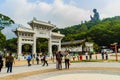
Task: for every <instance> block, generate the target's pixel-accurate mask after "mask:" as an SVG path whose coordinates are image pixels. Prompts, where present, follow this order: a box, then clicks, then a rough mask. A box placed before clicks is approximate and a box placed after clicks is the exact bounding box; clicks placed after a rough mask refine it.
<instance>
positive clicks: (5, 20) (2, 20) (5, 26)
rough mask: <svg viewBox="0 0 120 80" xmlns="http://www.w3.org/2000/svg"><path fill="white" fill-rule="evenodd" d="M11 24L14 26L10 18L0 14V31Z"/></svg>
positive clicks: (12, 22) (12, 20)
mask: <svg viewBox="0 0 120 80" xmlns="http://www.w3.org/2000/svg"><path fill="white" fill-rule="evenodd" d="M11 24H14V21H13V20H12V19H11V18H10V17H8V16H5V15H3V14H0V31H1V30H2V29H4V27H6V26H9V25H11Z"/></svg>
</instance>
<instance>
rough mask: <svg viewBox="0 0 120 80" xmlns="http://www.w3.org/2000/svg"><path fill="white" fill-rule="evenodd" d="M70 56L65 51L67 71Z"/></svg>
mask: <svg viewBox="0 0 120 80" xmlns="http://www.w3.org/2000/svg"><path fill="white" fill-rule="evenodd" d="M69 65H70V55H69V52H68V51H65V69H69Z"/></svg>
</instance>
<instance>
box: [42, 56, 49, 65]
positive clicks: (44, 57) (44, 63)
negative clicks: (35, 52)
mask: <svg viewBox="0 0 120 80" xmlns="http://www.w3.org/2000/svg"><path fill="white" fill-rule="evenodd" d="M45 64H46V66H48V62H47V55H46V54H43V65H42V66H45Z"/></svg>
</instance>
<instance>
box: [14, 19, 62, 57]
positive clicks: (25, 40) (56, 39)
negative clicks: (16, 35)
mask: <svg viewBox="0 0 120 80" xmlns="http://www.w3.org/2000/svg"><path fill="white" fill-rule="evenodd" d="M28 24H29V25H30V27H31V28H25V27H23V26H22V25H19V27H18V28H17V29H16V30H15V31H14V33H15V34H16V35H17V37H18V42H17V43H18V47H17V53H18V56H21V55H22V45H23V44H31V45H32V54H36V39H37V38H46V39H48V55H49V57H52V45H57V46H58V50H61V40H62V38H63V37H64V35H63V34H60V32H58V33H56V32H52V30H54V29H55V28H56V25H53V24H51V22H50V21H49V22H43V21H39V20H37V19H36V18H33V20H32V21H30V22H28Z"/></svg>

The task: None of the pictures belong in the copy; repeat all other material exactly.

Final answer:
Task: for every <instance> block, generate the target's pixel-accurate mask after "mask:" as an SVG path whose coordinates are image pixels. Prompts, where present, follow this order: a box, then clicks, then a rough mask. A box placed before clicks is approximate and a box placed after clicks is the exact bounding box; clicks placed after a rough mask refine it.
<instance>
positive clicks: (5, 20) (2, 20) (5, 26)
rough mask: <svg viewBox="0 0 120 80" xmlns="http://www.w3.org/2000/svg"><path fill="white" fill-rule="evenodd" d="M11 24L14 26L10 18L0 14V31Z"/></svg>
positive clicks: (12, 22) (12, 20)
mask: <svg viewBox="0 0 120 80" xmlns="http://www.w3.org/2000/svg"><path fill="white" fill-rule="evenodd" d="M11 24H14V21H13V20H12V19H11V18H10V17H8V16H5V15H3V14H0V31H1V30H2V29H4V27H6V26H9V25H11Z"/></svg>
</instance>
<instance>
rough mask: <svg viewBox="0 0 120 80" xmlns="http://www.w3.org/2000/svg"><path fill="white" fill-rule="evenodd" d="M70 56L65 51L67 71Z"/></svg>
mask: <svg viewBox="0 0 120 80" xmlns="http://www.w3.org/2000/svg"><path fill="white" fill-rule="evenodd" d="M69 65H70V55H69V52H68V51H65V69H69Z"/></svg>
</instance>
<instance>
box: [42, 56, 49, 65]
positive clicks: (44, 57) (44, 63)
negative clicks: (35, 52)
mask: <svg viewBox="0 0 120 80" xmlns="http://www.w3.org/2000/svg"><path fill="white" fill-rule="evenodd" d="M45 64H46V66H48V62H47V55H46V54H43V65H42V66H45Z"/></svg>
</instance>
<instance>
box: [14, 19, 62, 57]
positive clicks: (25, 40) (56, 39)
negative clicks: (16, 35)
mask: <svg viewBox="0 0 120 80" xmlns="http://www.w3.org/2000/svg"><path fill="white" fill-rule="evenodd" d="M28 24H29V25H30V27H31V28H25V27H23V26H22V25H19V27H18V28H17V29H16V30H15V31H14V33H15V34H16V35H17V37H18V42H17V43H18V47H17V53H18V56H21V55H22V45H23V44H31V45H32V54H36V39H37V38H46V39H48V55H49V57H52V45H57V46H58V50H61V40H62V38H63V37H64V35H63V34H60V32H58V33H56V32H52V30H54V29H55V28H56V25H53V24H51V22H50V21H49V22H43V21H39V20H37V19H36V18H33V20H32V21H30V22H28Z"/></svg>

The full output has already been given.